SOURCE:
--- --- ---

In some sense, however, Figure 9-1.1 is telling us something that we already knew. We know that there has been an increase in home runs in recent seasons, and that somebody has to be responsible for providing those extra home runs. If home runs have become easier to hit for some reason other than steroids, be it smaller ballparks, inferior pitching, juiced baseballs, or something else, then Power Spikes will be easier to come by.

In fact, if we rerun the numbers to account for macroscopic changes to the offensive environment, then the increase in Power Spikes disappears. Figure 9-1.2 presents the same information but incorporates an adjustment for league and park effects rather than using raw totals. More specifically, all the historical home run numbers are adjusted to the standards of the 2004 American League. There were about 20 percent more home runs hit per game in the 2004 AL, for example, than there were in 1986. So a player who hit 30 home runs in 1986 is credited with 36 adjusted home runs (20 percent more). An identical technique is applied to account for park effects (Figure 9-1.2). By this definition, Power Spikes have been neither any more nor any less frequent in the Juiced Era than in previous periods.

--- --- ---

DATASET EXCERPTS:
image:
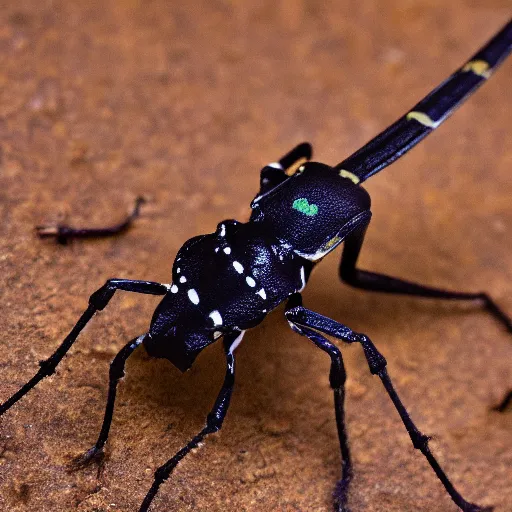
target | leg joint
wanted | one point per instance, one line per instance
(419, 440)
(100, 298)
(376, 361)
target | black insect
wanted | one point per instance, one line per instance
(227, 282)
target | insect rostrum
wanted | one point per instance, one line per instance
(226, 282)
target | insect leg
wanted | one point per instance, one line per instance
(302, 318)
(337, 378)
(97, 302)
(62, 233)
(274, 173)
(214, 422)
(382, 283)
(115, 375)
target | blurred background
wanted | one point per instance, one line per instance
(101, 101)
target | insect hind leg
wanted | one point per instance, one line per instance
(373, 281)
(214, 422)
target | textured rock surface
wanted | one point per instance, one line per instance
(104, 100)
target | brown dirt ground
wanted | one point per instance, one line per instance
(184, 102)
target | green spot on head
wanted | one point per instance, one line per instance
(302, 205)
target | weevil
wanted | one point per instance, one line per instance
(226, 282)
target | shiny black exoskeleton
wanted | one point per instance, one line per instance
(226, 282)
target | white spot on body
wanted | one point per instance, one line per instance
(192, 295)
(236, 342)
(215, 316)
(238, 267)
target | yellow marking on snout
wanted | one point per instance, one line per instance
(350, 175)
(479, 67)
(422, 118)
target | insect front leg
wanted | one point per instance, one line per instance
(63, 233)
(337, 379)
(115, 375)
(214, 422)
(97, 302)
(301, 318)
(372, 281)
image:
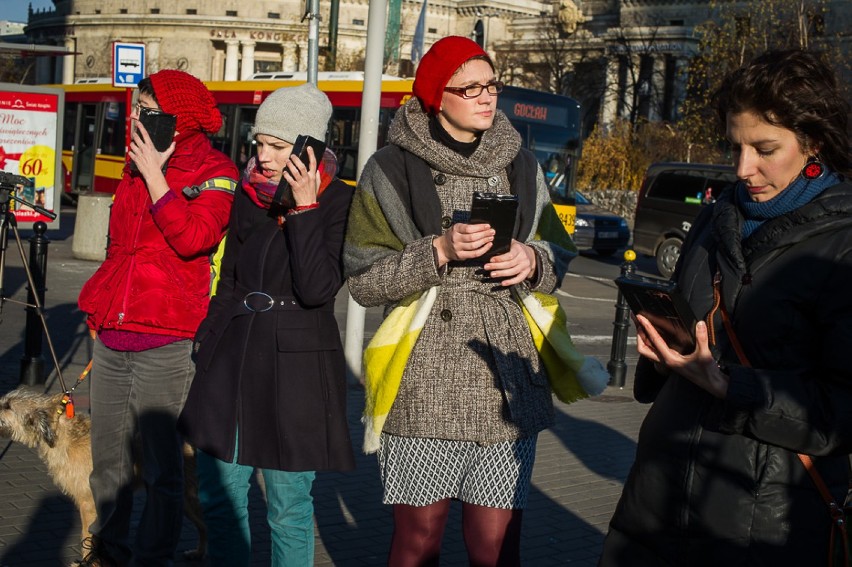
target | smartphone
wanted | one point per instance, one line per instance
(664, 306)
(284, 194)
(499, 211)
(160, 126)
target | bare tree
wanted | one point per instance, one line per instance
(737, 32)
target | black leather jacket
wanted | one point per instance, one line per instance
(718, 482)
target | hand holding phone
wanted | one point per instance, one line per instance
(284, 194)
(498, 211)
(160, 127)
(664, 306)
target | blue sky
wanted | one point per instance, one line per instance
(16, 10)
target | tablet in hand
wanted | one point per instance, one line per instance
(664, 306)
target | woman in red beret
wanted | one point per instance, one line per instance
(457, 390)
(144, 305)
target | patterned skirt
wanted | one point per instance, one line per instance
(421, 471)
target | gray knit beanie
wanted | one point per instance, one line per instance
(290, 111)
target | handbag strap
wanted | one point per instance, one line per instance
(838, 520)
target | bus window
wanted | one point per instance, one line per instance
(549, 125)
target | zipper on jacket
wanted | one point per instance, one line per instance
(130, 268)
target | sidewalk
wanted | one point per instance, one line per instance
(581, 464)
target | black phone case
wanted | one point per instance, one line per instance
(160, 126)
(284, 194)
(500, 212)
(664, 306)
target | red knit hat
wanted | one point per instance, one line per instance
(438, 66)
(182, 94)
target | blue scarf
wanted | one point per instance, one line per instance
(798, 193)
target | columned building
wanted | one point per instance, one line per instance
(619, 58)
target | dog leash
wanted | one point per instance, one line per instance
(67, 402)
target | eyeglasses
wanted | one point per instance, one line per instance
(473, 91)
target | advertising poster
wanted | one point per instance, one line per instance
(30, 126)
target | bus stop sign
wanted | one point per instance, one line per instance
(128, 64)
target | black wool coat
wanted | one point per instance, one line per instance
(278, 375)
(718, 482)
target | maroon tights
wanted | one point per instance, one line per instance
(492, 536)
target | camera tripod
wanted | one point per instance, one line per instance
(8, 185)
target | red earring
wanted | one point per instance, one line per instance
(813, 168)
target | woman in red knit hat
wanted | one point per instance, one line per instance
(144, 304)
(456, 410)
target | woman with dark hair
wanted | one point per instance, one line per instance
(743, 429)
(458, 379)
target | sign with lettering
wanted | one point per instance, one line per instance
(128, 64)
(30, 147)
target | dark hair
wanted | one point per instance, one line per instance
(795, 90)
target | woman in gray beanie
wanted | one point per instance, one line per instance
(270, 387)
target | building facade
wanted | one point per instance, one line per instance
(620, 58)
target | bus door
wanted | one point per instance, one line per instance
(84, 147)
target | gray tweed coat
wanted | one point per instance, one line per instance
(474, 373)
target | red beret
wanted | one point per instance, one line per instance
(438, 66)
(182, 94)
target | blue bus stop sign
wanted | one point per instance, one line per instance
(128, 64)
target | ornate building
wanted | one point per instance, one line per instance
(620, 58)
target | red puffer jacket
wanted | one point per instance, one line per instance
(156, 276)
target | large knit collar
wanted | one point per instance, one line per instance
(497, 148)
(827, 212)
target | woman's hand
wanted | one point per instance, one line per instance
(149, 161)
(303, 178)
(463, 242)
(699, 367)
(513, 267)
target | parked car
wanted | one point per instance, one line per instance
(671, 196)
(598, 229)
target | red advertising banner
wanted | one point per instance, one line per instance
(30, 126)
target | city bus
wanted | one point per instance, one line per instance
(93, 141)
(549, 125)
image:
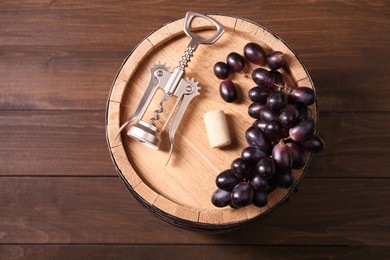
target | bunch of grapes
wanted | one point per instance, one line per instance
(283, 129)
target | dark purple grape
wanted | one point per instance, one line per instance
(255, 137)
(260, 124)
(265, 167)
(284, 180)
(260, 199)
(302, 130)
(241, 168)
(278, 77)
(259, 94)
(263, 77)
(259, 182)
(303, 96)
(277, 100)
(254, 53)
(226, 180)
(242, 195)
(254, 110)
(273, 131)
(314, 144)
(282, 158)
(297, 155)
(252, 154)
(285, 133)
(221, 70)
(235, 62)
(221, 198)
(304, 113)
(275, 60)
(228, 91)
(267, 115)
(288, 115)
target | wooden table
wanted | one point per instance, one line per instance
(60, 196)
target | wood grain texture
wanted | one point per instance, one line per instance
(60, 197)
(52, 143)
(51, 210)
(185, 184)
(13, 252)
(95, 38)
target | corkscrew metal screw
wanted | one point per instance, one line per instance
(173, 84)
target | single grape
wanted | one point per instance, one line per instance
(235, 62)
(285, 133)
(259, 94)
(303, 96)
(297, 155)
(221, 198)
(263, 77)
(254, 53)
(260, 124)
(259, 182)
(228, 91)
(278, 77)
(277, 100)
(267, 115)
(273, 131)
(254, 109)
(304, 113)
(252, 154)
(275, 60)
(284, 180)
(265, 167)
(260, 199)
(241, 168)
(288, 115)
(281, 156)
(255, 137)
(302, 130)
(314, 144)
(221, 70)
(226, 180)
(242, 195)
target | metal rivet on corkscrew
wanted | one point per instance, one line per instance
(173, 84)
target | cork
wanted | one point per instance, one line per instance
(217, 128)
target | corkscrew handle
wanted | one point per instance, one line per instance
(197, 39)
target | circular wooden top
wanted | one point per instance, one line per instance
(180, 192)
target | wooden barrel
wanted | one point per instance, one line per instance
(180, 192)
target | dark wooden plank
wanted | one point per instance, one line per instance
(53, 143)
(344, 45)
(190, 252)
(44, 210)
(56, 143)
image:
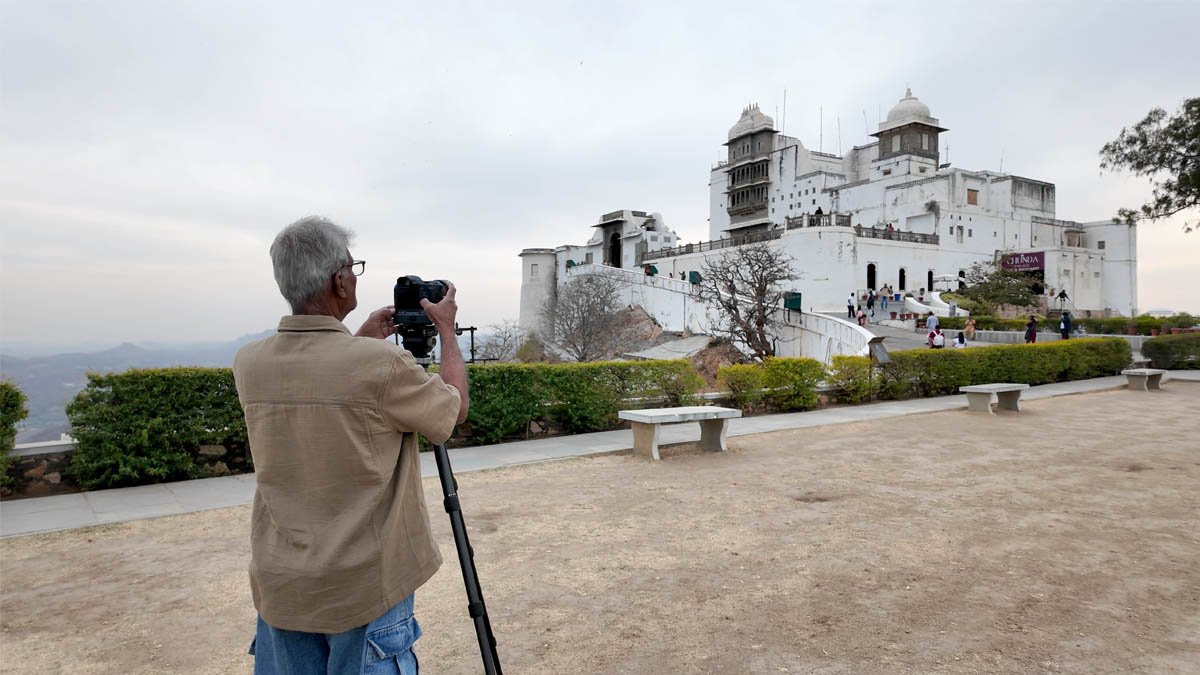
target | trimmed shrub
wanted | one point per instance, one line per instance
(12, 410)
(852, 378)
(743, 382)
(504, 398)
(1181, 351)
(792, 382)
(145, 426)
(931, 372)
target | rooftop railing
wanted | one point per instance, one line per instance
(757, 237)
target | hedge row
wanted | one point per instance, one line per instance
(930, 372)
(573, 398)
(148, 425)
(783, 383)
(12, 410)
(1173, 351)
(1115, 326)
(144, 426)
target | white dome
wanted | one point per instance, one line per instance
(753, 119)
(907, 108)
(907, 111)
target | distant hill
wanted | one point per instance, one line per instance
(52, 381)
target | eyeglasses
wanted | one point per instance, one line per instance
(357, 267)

--- --- ---

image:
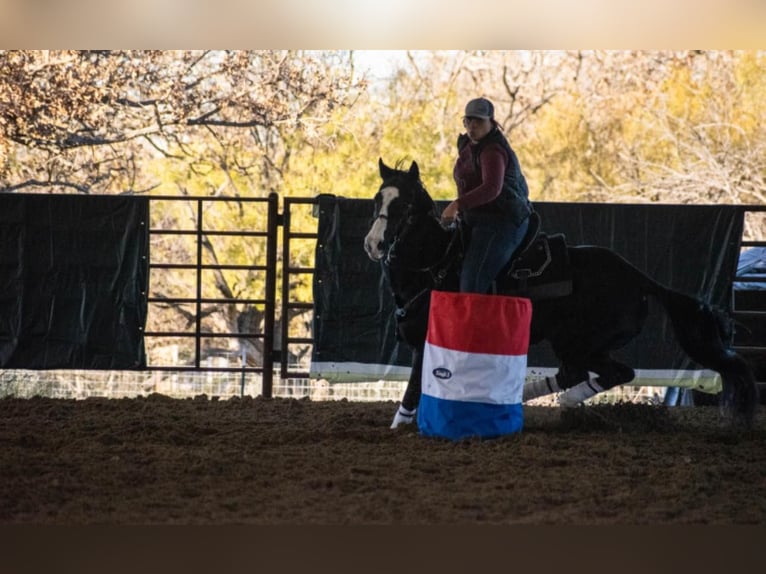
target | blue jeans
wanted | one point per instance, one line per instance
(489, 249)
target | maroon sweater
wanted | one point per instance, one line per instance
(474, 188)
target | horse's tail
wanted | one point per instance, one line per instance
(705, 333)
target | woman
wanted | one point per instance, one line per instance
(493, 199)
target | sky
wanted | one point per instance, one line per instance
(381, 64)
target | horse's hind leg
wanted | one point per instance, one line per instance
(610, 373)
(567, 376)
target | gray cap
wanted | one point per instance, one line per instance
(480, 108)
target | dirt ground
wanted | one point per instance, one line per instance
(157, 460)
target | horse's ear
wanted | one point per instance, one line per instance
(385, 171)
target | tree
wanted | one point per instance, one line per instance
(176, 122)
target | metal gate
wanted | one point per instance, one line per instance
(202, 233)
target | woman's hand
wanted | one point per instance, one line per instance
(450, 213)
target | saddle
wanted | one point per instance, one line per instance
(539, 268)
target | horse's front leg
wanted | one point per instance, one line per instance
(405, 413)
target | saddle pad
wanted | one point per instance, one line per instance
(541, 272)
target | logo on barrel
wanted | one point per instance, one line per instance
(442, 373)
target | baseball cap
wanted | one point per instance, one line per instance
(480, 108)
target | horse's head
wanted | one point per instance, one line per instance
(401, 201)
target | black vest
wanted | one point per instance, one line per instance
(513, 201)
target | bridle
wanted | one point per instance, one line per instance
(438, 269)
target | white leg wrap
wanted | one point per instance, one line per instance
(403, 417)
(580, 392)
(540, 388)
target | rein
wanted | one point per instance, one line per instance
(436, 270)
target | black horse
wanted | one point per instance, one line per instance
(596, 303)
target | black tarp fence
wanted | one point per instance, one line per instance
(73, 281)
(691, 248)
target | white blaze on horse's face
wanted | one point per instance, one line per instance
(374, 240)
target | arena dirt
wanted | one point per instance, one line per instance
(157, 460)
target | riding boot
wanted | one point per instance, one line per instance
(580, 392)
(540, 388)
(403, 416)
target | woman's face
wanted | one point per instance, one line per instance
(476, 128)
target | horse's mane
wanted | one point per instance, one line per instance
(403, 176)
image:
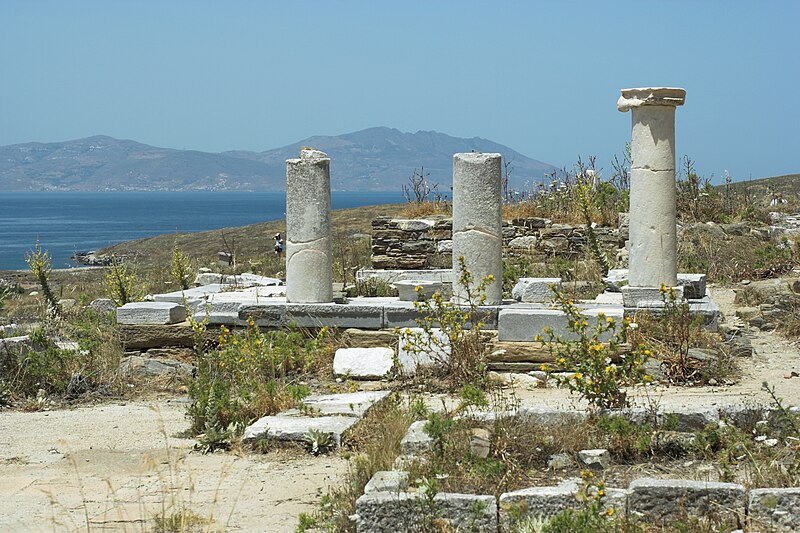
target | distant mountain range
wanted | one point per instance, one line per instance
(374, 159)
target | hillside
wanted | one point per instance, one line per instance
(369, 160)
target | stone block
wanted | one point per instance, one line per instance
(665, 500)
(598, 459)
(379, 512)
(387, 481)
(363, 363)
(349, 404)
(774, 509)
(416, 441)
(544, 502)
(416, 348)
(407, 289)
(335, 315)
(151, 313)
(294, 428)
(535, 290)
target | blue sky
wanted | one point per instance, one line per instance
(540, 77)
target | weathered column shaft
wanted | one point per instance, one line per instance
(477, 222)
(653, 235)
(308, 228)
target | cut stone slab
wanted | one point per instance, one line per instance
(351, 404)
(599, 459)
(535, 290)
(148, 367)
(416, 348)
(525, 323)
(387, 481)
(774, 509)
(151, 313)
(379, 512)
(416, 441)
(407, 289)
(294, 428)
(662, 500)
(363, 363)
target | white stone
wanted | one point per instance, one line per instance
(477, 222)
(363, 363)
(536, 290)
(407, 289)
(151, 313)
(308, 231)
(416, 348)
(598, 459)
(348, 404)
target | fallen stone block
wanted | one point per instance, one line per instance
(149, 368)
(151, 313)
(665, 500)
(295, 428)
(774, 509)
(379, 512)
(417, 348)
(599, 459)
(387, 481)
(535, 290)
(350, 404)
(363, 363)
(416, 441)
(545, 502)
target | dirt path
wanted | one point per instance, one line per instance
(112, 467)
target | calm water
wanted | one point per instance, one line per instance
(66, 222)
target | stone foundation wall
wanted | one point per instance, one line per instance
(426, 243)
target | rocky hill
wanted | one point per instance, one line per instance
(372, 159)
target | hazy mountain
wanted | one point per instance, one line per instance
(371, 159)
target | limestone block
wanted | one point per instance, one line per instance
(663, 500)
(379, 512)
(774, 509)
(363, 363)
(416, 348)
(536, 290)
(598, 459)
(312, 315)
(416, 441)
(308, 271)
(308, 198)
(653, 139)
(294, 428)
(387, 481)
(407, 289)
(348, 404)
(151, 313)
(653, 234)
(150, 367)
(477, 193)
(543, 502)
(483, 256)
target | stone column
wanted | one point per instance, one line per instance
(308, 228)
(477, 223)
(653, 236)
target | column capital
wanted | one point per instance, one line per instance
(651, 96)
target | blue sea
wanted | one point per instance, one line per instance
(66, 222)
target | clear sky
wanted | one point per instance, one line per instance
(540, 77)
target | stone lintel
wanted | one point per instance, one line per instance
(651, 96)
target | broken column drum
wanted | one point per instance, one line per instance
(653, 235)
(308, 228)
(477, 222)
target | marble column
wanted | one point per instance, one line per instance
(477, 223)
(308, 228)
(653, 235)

--- --- ---

WHAT YOU NEED TO DO:
a. Using the passage on home runs and Power Spikes, state whether each statement agrees with it, answering yes or no and quoting the words that decide it. (i) Figure 9-1.2 relies on raw totals instead of adjusted figures. (ii) The historical home run numbers are adjusted to the standards of the 2004 National League. (iii) Once adjusted, Power Spikes were no more frequent in the Juiced Era than in earlier periods.
b. According to the passage on home runs and Power Spikes, how many adjusted home runs is a player who hit 30 home runs in 1986 credited with?
c. Pick up the passage on home runs and Power Spikes after its final sentence and carry it forward.

RESULTS OF THE TASKS:
a.
(i) No: "incorporates an adjustment for league and park effects rather than using raw totals."
(ii) No: "all the historical home run numbers are adjusted to the standards of the 2004 American League."
(iii) Yes: "Power Spikes have been neither any more nor any less frequent in the Juiced Era than in previous periods."

b. 36 adjusted home runs.

c.
Figure 9-1.1

FIGURE 9-1.1 Power Spikes per 100 hitters in different eras

Figure 9-1.2

FIGURE 9-1.2 Power Spikes per 100 hitters in different eras, adjusted for park and league effects

Instead, the period that stands out is the Dynasty Era of the early and mid-'70s, which interestingly enough corresponds with the widespread introduction of "greenies" (amphetamines) into major league clubhouses. Then again, perhaps the league adjustment is not the right thing to do after all. This gets to what I call a "chicken-and-egg" problem: Are there more home runs hit because there are more Power Spikes? Or are there more Power Spikes because there are more home runs? One way to refocus the question is to look at which hitters are responsible for the increase in home runs. Are home runs up because shortstops who look like Bugs Bunny are suddenly turning in 20-homer seasons? Because players like Barry Bonds and Mark McGwire, who were already very good, have taken their power output to unprecedented levels? Or is the difference felt universally--a rising tide lifts all boats?

Figure 9-1.3 returns to the unadjusted data set but breaks the frequency of Power Spikes down based on the number of home runs that the player had hit previously. We call this his "established" home-run rate--his frequency of home runs per 650 PA in the three seasons before the Power Spike occurred. The figure is further broken down between the Juiced Era and the "Pre-Juiced" years of 1949-1993.

Figure 9-1.3

FIGURE 9-1.3 Power Spikes per 100 hitters, compared to established home-run rates, 1949-1993 and post-1993

This figure reveals something very interesting: Power Spikes have occurred more frequently in the Juiced Era, but the increase in frequency is almost entirely attributable to certain types of hitters. In particular, Power Spikes have become more frequent among hitters with average power--those guys who will hit more than 10 home runs but fewer than 30 in a typical season. Power Spikes have not become more frequent among hitters who have no power at all. It has never been very common for a hitter who has a weak, slap-hitting swing to transform into a power threat, and it is no more common today.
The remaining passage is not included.